▶ _Texte étudié_
Voici ce qui résulte de la non-participation de l’un pour les autres choses ; c’est la huitième hypothèse (165, E ; 106, C). Ces autres choses n’auront même plus l’intelligibilité crépusculaire ou l’apparence d’existence que leur faisait encore la septième hypothèse, puisqu’on les suppose maintenant privées de toute communication avec l’unité. Ainsi on ne pourra pas dire qu’elles sont multiples parce que la multiplicité suppose l’unité, et par conséquent ne peut subsister sans elle. Elles ne sont ni semblables ni dissemblables, ni en mouvement ni en repos : c’est le pur néant. L’unité, en disparaissant, a emporté avec elle la dernière lueur qui rendait possible l’apparence même des choses.

Quatre hypothèses positives et quatre hypothèses négatives aboutissant à deux conclusions en apparence contraires, mais au fond identiques, on peut tout affirmer de l’un et des autres choses, on ne peut rien affirmer de l’un ni des autres choses : tel est le résumé de cette discussion. Dans tous les cas, qu’on puisse tout dire ou qu’on ne puisse rien dire, il n’y a pas de science possible ; c’est ce que déclare expressément la conclusion du dialogue.

▶ _Informations fournies_
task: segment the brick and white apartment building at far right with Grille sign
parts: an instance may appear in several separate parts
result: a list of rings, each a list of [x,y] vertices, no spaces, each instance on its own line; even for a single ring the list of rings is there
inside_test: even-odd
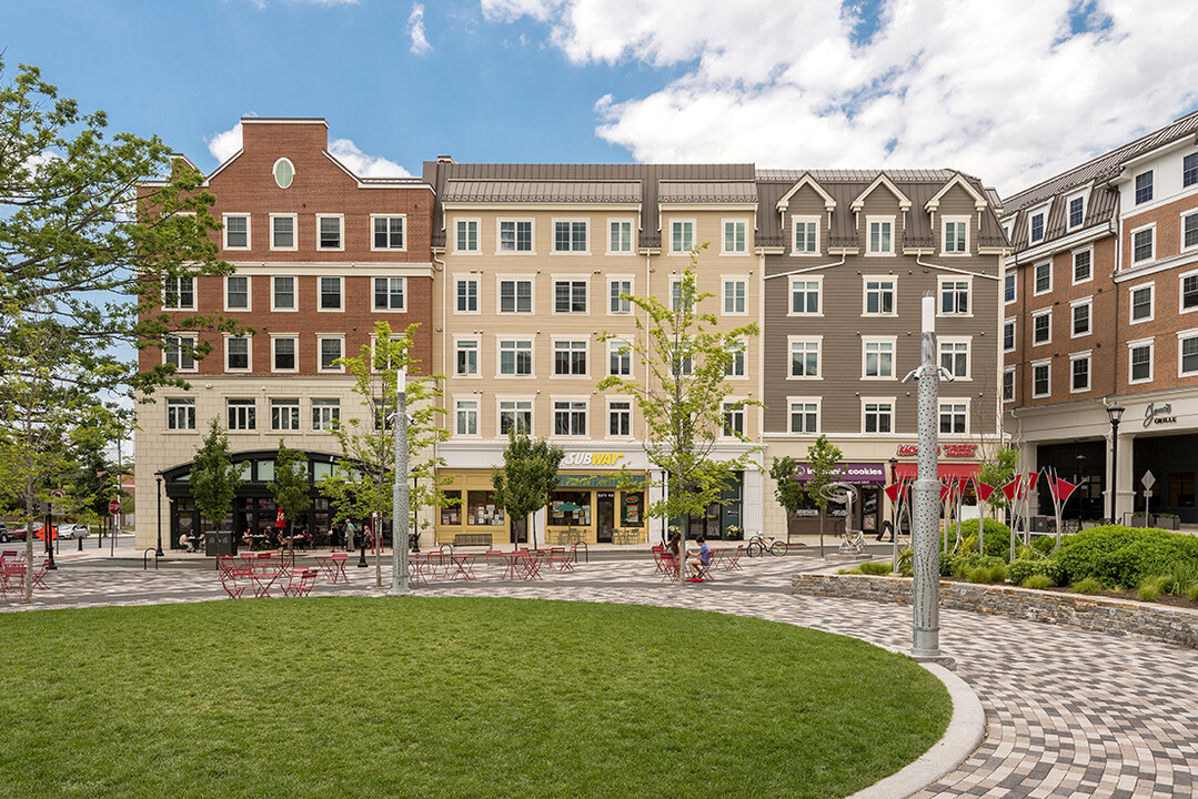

▶ _Vos tâches_
1) D'après le texte étudié sur les hypothèses de l'un, pour quelle raison ne peut-on pas dire, dans la huitième hypothèse, que les autres choses sont multiples ?
2) Prolongez le texte sur les hypothèses de l'un et des autres choses en reprenant après sa dernière phrase.

▶ _Réponses rédigées_
1) Parce que la multiplicité suppose l'unité et ne peut donc subsister sans elle.

2)
« Disons donc que, selon toute apparence, soit que l’unité existe, soit qu’elle n’existe pas, l’unité elle-même et ce qui est autre, dans leurs rapports avec eux-mêmes et dans leurs rapports réciproques, sont absolument tout et ne le sont pas, le paraissent et ne le paraissent pas » (166, C) : « Εἰρήσθω τοῦτό τε καὶ ὅτι, ὡς ἔοικεν, ἒν εἴτ’ ἔστιν εἴτε μὴ ἔστιν, αὐτό τε καὶ τἆλλα καὶ πρὸς αὑτὰ καὶ πρὸς ἄλληλα πάντα πάντως ἐστί τε καὶ οὐκ ἔστι καὶ φαίνεταί τε καὶ οὐ φαίνεται. — Ἀληθέστατα. »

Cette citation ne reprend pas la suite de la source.